Détails du problème » Dans l'extrait sur l'indissolubilité du mariage, à quel livre le Christ se réfère-t-il en évoquant deux fois le commencement ?

Deux en une seule chair

2. Au cours de son dialogue avec les Pharisiens qui l'interrogeaient sur l'indissolubilité du mariage, Jésus Christ a parlé deux fois du commencement. Le dialogue s'est déroulé ainsi : Des Pharisiens s'avancèrent vers lui et lui dirent pour lui tendre un piège : « Est-il permis de répudier sa femme pour n'importe quel motif ? » Il répondit : N'avez-vous pas lu que le Créateur, au commencement, les fit mâle et femelle et qu'il a dit : c'est pourquoi l'homme quittera son père et sa mère et s'attachera à sa femme, et les deux ne feront qu'une seule chair ». Ainsi, ils ne sont plus deux mais une seule chair. Que l'homme donc ne sépare pas ce que Dieu a uni ! » Ils lui dirent : « Pourquoi donc Moïse a-t-il prescrit de délivrer un certificat de répudiation quand on répudie ? » Il leur dit : « C'est à cause de la dureté de votre coeur que Moïse vous a permis de répudier vos femmes, mais au commencement, il n'en était pas ainsi » (
Mt 19,3 ss. ; cf. aussi Mc 10,2 ss.).

Le Christ n'accepte pas le plan sur lequel ses interlocuteurs veulent situer la discussion ; dans un certain sens, il n'approuve pas la dimension qu'ils essayent de donner au problème. Il évite de se mêler à des controverses juridiques et casuistiques ; il fait par contre allusion par deux fois au commencement. En agissant ainsi, il se réfère aux paroles du livre de la Genèse que ses interlocuteurs connaissent par coeur. Le Christ tire la conclusion de ces paroles de l'Ancienne révélation achevant ainsi la discussion.

Jeu d'enregistrements »
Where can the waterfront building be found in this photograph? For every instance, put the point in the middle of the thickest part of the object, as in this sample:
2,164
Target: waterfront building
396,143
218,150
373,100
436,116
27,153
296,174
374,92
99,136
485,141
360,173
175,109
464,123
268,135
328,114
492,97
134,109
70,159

Réponse obtenue » Au livre de la Genèse.